■ Given data
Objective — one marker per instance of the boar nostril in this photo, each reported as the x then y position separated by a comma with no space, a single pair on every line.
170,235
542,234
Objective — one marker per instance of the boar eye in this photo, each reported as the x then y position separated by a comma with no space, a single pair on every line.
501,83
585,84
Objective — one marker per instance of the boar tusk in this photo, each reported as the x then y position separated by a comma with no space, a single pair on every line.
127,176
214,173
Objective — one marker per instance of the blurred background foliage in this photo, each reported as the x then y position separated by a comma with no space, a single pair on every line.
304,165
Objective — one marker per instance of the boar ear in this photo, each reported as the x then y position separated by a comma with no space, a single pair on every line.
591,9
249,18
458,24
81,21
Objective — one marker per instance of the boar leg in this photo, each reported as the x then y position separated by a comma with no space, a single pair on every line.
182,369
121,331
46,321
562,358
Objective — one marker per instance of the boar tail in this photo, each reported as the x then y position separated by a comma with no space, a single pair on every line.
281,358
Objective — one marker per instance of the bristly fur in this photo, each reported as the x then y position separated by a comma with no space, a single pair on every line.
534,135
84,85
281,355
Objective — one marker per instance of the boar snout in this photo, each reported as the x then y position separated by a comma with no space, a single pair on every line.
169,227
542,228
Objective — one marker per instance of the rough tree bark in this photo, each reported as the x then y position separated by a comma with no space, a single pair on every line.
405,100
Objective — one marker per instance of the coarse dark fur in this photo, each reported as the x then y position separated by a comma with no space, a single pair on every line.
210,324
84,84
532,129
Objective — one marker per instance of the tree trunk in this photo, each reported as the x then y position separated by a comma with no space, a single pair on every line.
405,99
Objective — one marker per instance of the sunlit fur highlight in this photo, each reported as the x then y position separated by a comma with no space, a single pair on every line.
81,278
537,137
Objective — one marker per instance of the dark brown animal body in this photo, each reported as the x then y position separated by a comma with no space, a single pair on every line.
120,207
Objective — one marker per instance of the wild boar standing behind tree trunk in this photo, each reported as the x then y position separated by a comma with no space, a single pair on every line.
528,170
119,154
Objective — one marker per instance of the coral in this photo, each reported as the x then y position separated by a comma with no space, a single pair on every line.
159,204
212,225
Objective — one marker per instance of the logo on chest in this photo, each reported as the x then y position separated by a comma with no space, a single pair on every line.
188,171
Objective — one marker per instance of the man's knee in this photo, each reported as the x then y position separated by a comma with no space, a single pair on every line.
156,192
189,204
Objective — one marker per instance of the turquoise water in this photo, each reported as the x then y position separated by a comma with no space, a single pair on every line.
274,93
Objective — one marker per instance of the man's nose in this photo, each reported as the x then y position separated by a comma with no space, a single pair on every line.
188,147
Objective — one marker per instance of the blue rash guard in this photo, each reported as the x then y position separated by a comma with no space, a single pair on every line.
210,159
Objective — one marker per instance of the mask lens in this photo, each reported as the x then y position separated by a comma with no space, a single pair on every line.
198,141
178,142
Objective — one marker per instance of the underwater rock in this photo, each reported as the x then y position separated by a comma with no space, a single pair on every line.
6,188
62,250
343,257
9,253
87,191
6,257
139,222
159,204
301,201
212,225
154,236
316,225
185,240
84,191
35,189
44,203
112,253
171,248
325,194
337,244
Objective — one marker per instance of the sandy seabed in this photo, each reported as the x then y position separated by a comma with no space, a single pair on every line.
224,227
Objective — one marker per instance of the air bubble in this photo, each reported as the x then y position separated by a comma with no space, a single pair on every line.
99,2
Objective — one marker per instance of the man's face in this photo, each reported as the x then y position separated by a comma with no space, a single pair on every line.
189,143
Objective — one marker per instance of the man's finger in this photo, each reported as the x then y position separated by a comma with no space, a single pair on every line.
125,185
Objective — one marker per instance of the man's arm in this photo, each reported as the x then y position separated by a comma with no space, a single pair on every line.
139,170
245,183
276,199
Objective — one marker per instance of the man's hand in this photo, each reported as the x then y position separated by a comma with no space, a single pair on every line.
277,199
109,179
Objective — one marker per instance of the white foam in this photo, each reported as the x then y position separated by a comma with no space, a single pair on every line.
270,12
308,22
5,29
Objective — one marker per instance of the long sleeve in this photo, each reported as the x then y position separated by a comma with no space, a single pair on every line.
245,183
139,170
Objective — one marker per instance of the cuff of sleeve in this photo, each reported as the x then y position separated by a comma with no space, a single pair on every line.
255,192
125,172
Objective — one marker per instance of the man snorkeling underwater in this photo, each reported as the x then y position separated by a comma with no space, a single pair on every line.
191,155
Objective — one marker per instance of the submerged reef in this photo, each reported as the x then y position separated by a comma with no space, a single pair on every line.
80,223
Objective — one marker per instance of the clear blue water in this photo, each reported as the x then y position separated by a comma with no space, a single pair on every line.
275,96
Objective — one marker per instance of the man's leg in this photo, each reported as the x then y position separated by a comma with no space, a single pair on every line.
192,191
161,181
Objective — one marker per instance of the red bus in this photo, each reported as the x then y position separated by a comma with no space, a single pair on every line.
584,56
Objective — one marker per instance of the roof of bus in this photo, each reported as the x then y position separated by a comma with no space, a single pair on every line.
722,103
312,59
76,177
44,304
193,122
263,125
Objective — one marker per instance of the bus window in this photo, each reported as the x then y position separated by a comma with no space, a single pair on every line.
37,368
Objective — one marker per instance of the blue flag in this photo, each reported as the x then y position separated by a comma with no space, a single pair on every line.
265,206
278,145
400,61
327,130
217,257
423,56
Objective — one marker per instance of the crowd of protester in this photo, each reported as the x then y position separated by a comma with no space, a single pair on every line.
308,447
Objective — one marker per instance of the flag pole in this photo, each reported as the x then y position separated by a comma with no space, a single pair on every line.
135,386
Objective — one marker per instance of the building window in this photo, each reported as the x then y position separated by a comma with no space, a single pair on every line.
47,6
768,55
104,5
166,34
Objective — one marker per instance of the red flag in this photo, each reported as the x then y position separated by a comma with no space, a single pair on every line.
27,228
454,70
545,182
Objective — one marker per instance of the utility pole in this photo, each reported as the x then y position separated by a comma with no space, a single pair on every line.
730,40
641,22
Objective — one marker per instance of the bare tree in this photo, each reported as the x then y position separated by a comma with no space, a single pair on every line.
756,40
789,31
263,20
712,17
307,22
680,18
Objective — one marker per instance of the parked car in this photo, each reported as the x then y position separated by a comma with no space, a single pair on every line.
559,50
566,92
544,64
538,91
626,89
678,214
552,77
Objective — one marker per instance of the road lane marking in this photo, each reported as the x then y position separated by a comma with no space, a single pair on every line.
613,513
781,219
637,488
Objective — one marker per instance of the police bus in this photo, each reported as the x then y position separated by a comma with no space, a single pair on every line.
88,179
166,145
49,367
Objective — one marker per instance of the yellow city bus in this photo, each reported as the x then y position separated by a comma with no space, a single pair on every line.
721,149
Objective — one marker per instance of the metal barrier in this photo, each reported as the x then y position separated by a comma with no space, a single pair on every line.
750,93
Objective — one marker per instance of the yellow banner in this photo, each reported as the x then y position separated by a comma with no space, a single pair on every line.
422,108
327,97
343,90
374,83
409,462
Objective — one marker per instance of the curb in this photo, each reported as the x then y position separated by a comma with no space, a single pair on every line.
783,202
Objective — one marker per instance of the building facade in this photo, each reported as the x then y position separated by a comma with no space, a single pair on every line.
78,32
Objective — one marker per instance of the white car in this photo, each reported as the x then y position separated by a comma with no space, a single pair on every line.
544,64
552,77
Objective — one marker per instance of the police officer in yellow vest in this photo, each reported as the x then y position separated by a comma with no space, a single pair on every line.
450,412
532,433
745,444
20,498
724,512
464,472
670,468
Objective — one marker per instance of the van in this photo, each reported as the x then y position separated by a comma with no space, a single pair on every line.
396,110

■ What is being asked
Nothing in the data may differ; print all of it exactly as written.

■ Solution to this task
Objective — one marker per instance of the boar nostril in this photo, each reported as the x then y position separated by a comma with no space, a single pair on every line.
170,235
542,234
Objective — one marker per instance of the boar eye in this photo, each reported as the x then y position separated by a comma with no space, a single pair on every line.
501,83
585,84
Objective — one marker per instance of the boar tusk in this photo, each reported as the x then y position separated by a comma with no space, a single pair on every line.
127,176
214,173
Objective — one marker per instance of the blurred background foliage in this photo, each reported as the x then y position separated by a comma with no space, a single pair on every line.
304,165
Objective — one marker per instance of the boar ear in this photo, each reported as the x then y position separated by a comma with no space, a single pair on every line.
591,9
249,18
458,24
81,21
Objective — one marker per instance of the boar leg in this photo, each reported as the x then y position separated by a comma with no space, a single pair on every line.
182,369
121,331
46,321
562,358
Objective — one marker per instance of the boar tail in this photo, each reported as the x then y position separated by a comma with no space, a single pair on every line.
281,358
Objective — one marker per instance of the bristly fur in this photo, each reported as the x then y position separated by a comma with no space, a single pair on every line.
534,135
84,85
281,355
Objective — one marker per instance of the boar snout in this photo, each reported as the x then y position separated by a comma with no space, a single pair on every line.
169,227
542,228
Objective — one marker per instance of the rough tree bark in this photo, each reported as the x then y position separated by a comma with no space, a single pair on every line.
405,100
Objective — one marker per instance of the coarse dark fur in this photo, each reported as the x then y position separated by a comma with no space, a single pair on every line.
210,324
84,84
532,129
Objective — one marker per instance of the tree trunk in this photo, each reported as the x then y position separated by a comma with no space, a single pair on every line.
405,99
Objective — one marker per instance of the sunlit fur highlight in this photo, each reported as the x then y position separated by a comma with no space, a single pair on every line.
81,278
537,137
Objective — one marker per instance of the dark brown animal body in this photo, each reported as the x then y position separated by a comma with no space, a single pair on every line.
120,207
Objective — one marker per instance of the wild boar standing behind tree trunk in this photo, each reported as the x then y position separated by a comma with no space, a single pair on every line.
528,170
119,154
Objective — one marker per instance of the coral in this photo, each reported as the x then y position separated by a comma with no space, a single pair on every line.
159,204
212,225
Objective — one marker per instance of the logo on chest in this photo, each reported as the x then y position separated by a comma with no space, a single pair on every line.
188,171
Objective — one marker per instance of the man's knee in this photo, each reported as the x then y position separated by a comma with no space, a single pair on every line.
156,192
189,204
Objective — one marker per instance of the turquoise water in this photo, each reported as the x then y position separated by a comma with no space, a single pair on every line.
274,93
Objective — one marker per instance of the man's nose in this photo, each reported as the x then y position separated by a comma with no space, a single pair on every line.
188,147
Objective — one marker per instance of the blue rash guard in this photo, each reported as the x then y position separated by a comma with no space, a single pair on every line.
210,159
Objective — one marker per instance of the mask lens in this photo, each reported as the x then y position separated by a comma with no space, a single pair on every line.
198,141
178,142
Objective — one marker per instance of the underwater rock in this photo, each reported as the x then y position separated by a comma with no space, a single pair on every line.
6,188
62,250
343,257
9,253
87,191
6,257
139,222
159,204
301,201
212,225
154,236
316,225
185,240
84,191
35,189
44,203
112,253
171,248
325,194
337,244
Objective — one marker per instance of the sandy seabed in this photo, each reported as the x then y position separated by a comma with no space, a single pair on every line.
224,227
Objective — one marker per instance of the air bubble in this photo, each reported as the x then y position separated by a comma with no space, a single pair on every line.
99,2
Objective — one marker per instance of the man's face in this photo, each reported as the x then y position separated by a comma with no space, a single pair on every line.
189,143
Objective — one marker per instance of the man's finger in this photo, each reported as the x then y position separated by a comma with no space, a single pair on every line.
125,185
Objective — one marker per instance of the man's arm in this photo, each reported as the x then y position separated by a comma with no space, a single pair on every line.
139,170
245,183
276,199
Objective — one marker per instance of the man's hand in this photo, each reported as the x then y position separated by a comma with no space, a single pair on every line.
277,199
109,179
Objective — one marker per instance of the white foam in this photo, each reported as the x then y position separated by a comma with no space, a single pair on every line.
270,12
308,22
5,29
Objective — one marker per instance of the long sleeve in this photo, each reported as the x then y position separated by a comma with no space, a single pair on every line.
245,183
139,170
Objective — one marker per instance of the cuff of sleeve in this photo, each reported as the x then y position separated by a comma with no space, a single pair on every line.
255,192
125,172
Objective — one marker per instance of the man snorkeling underwater in this photo, each reported as the x then y position separated by a comma with no space, a single pair on every line.
191,155
Objective — one marker per instance of the submerged reef in this photo, each reported as the x then y position separated by a comma with no space, a single pair on every line.
80,223
Objective — one marker per instance of the clear blue water in this photo, each reported as the x then y position separated by a comma with no space, a single pair on every line.
275,96
Objective — one marker per instance of the man's leg in this photo, each reported as the x then y position separated by a comma with no space, a single pair on every line.
192,191
161,181
Objective — one marker per instance of the red bus in this photo, each reported as the x then y position separated by a comma with no space, a single pair on every line.
584,56
Objective — one marker per instance of the roof of bus in this photo, each reported as the x then y position separated by a comma with no space, a single pair on every line.
722,103
312,59
76,177
44,304
193,122
263,125
Objective — one marker per instance of the bus window in this photo, each reported as the x then y position separated by a comma with no space, a single pair on every line.
37,368
Objective — one marker per instance of the blue flag in this photo, each reported as the x then y position separated by a comma with no space, a single pair on every line.
265,206
278,145
400,61
327,130
217,257
423,56
Objective — one marker per instance of the crowd of protester in this photo, each reported as the x then y position separated by a comma with no space, a single pair on every line.
308,447
Objective — one marker per instance of the flag pole in this photo, each reported as the x then y position separated by a comma with no space, a single pair on every line.
135,386
Objective — one marker per instance of the building window in this photo, each reported as the x then y position separated by a comma with no space, a single pair on every line.
47,6
768,55
104,5
166,34
Objective — one marker per instance of the red flag in this photo, each reported as the x then y position separated by a comma with no space, a single pair on every line.
27,228
454,70
545,182
Objective — one marker per instance of the utility pole in this photo, each reported as the x then y position separated by a comma with no space, a single pair on every line.
730,40
641,22
Objective — one marker per instance of the bare tree in this photo, each reported as the x then y position separated by a comma with no space, a single pair on every line.
756,40
789,31
263,20
712,17
307,22
680,18
Objective — one marker per instance of the parked car in this photo, each reported as the x then y position separated by a comma with no space, a single pair on every line.
559,50
566,92
544,64
538,91
626,89
678,214
552,77
Objective — one marker per instance of the road lane marking in this photo, each reported as the x then y position separated by a comma with no space, a single pair on every line.
613,513
781,219
637,488
Objective — one marker per instance of the police bus in this photo, each reported as the x then y position separated by a comma with no space, a single pair on every line.
88,179
166,145
49,367
Objective — one marker per instance of the yellow city bus in this photo, each reported as the x then y position separated by a comma with no space, a single pair on every line.
721,149
Objective — one marker per instance of the metal barrier in this photo, each reported as the x then y position separated by a comma with no space, a single pair on every line.
750,93
Objective — one marker per instance of the yellow banner in this photo, each reported as the x then y position separated by a comma with no space, a single pair on every line.
422,108
327,97
343,90
374,83
409,462
Objective — one marker per instance of the curb in this photo, each reported as the x then y position separated by a comma with no space, a single pair on every line.
783,202
Objective — one marker per instance of the building facade in this photo, each reported as the x then y position separated by a comma with no space, a single pair on every line.
78,32
Objective — one marker per instance of the white car in this photo, each reported as the x then y position separated by a comma with no space, a single pair on every line.
544,64
552,77
Objective — one marker per instance of the police officer in yellow vest in this photo, each reported as the x then y position separated by a comma with no space, a single pair on every line.
450,412
532,433
745,444
20,498
724,512
464,472
670,468
Objective — one marker per instance of the van in this photo, each reported as the x then y position separated by a comma with no space, a single pair on every line.
396,110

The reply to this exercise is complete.